Start DOCUMENT SEGMENT

Yes but I used delay. So let's say you calculate the delay and you get a value of 300ms. The calculation took 10ms. Then the arduino is going to calculate for 10ms. Then wait for 300ms. Then move the stepper motor. Then repeat. The delay will be 310ms instead of 300 no?

But another user already suggested "non blocking code" I think that solves the issue entirely no?

The Arduino Serial.println() does not print such a small number.
I have changed my sketch to print it in scientific notation.
So which one is it ?

const float w1 = 2*PI/(23+56/60)/3600;
const float w2 = 2.0 * PI / ((23.0 + (56.0/60.0)) / 3600);
const float w3 = 2.0 * M_PI / ((23.0 + (56.0/60.0)) * 3600);
const float w4 = 2.0 * M_PI / (23.0 + (56.0/60.0)) * 3600;

char buffer[40];

void setup()
{
  Serial.begin( 9600);
  dtostre( w1, buffer, 8, 0);   Serial.println( buffer);
  dtostre( w2, buffer, 8, 0);   Serial.println( buffer);
  dtostre( w3, buffer, 8, 0);   Serial.println( buffer);
  dtostre( w4, buffer, 8, 0);   Serial.println( buffer);
}

void loop()
{
}

The result is:

7.5883880e-05
9.4510315e+02
7.2924624e-05
9.4510315e+02

I suppose that it is w1 or w3, but perhaps it is something else
When a line of code is a too long and not clear, then you can split it into multiple lines. You should tell the compiler which part should be calculated with integers and which part with float.

You wanted to reduce the calculation time of 350 µs to be able to use a very specific delay and keep those delays as accurate as possible. I think that is called a XY-problem: http://xyproblem.info/

With millis() all your problems are gone. My millis_clock.ino is an example of a clock that is just as accurate as the 16MHz crystal or resonator of the Arduino board.
The interval does not have to be 1 second, you can change the interval each time to a new value.

End DOCUMENT SEGMENT
Start RECORDS FOR PROCESSING

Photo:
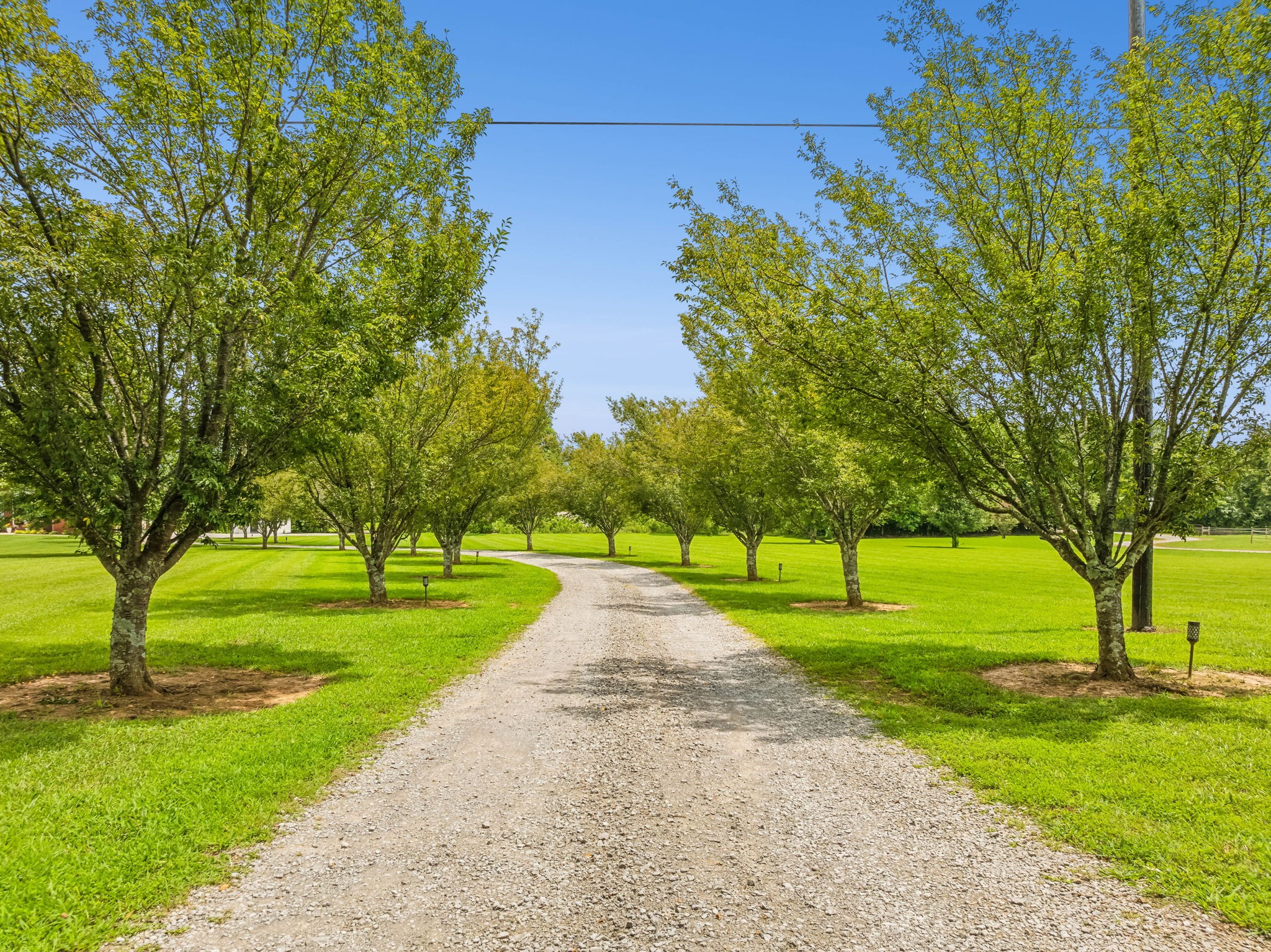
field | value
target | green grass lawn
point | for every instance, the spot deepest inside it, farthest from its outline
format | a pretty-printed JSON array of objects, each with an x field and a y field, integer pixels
[
  {"x": 1175, "y": 791},
  {"x": 102, "y": 823},
  {"x": 1261, "y": 543}
]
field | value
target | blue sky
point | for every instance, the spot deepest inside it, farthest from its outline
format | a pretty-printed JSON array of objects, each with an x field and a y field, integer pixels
[
  {"x": 590, "y": 207},
  {"x": 591, "y": 223}
]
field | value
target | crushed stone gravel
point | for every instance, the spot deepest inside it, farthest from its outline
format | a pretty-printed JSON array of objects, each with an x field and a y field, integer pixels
[{"x": 637, "y": 773}]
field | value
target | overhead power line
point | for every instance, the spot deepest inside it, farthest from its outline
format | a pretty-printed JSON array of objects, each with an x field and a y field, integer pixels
[{"x": 784, "y": 125}]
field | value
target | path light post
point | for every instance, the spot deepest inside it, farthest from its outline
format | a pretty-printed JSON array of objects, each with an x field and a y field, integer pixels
[{"x": 1193, "y": 637}]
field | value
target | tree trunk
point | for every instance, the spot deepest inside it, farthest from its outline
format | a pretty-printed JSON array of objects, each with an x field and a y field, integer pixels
[
  {"x": 379, "y": 590},
  {"x": 128, "y": 673},
  {"x": 851, "y": 571},
  {"x": 1114, "y": 663}
]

End RECORDS FOR PROCESSING

## YOUR TASKS
a) Reproduce word for word the stretch of the Arduino forum thread from "Yes but I used" through "in scientific notation.".
b) Quote every one of the rows exactly, from the first through the last, and leave the pictures out of your answer.

## TASK RESPONSES
a)
Yes but I used delay. So let's say you calculate the delay and you get a value of 300ms. The calculation took 10ms. Then the arduino is going to calculate for 10ms. Then wait for 300ms. Then move the stepper motor. Then repeat. The delay will be 310ms instead of 300 no?

But another user already suggested "non blocking code" I think that solves the issue entirely no?

The Arduino Serial.println() does not print such a small number.
I have changed my sketch to print it in scientific notation.

b)
Photo:
field | value
target | green grass lawn
point | for every instance, the spot deepest inside it, farthest from its outline
format | a pretty-printed JSON array of objects, each with an x field and a y field, integer pixels
[
  {"x": 1175, "y": 791},
  {"x": 102, "y": 823},
  {"x": 1261, "y": 543}
]
field | value
target | blue sky
point | for every instance, the spot deepest inside it, farthest from its outline
format | a pretty-printed JSON array of objects, each with an x field and a y field, integer pixels
[
  {"x": 590, "y": 207},
  {"x": 591, "y": 223}
]
field | value
target | crushed stone gravel
point | for every instance, the spot deepest inside it, farthest from its outline
format | a pretty-printed JSON array of objects, each with an x field and a y field, integer pixels
[{"x": 637, "y": 773}]
field | value
target | overhead power line
point | for every instance, the spot deepest inside it, farthest from its outline
format | a pretty-printed JSON array of objects, each with an x field and a y field, integer pixels
[{"x": 784, "y": 125}]
field | value
target | path light post
point | for every instance, the spot deepest inside it, farthest from its outline
format | a pretty-printed JSON array of objects, each with an x field and a y field, integer pixels
[{"x": 1193, "y": 637}]
field | value
target | tree trunk
point | for every instance, the spot deepest inside it, farthest from its outline
format | a pretty-printed JSON array of objects, each with an x field and a y field, integer pixels
[
  {"x": 379, "y": 590},
  {"x": 128, "y": 673},
  {"x": 851, "y": 571},
  {"x": 1114, "y": 663}
]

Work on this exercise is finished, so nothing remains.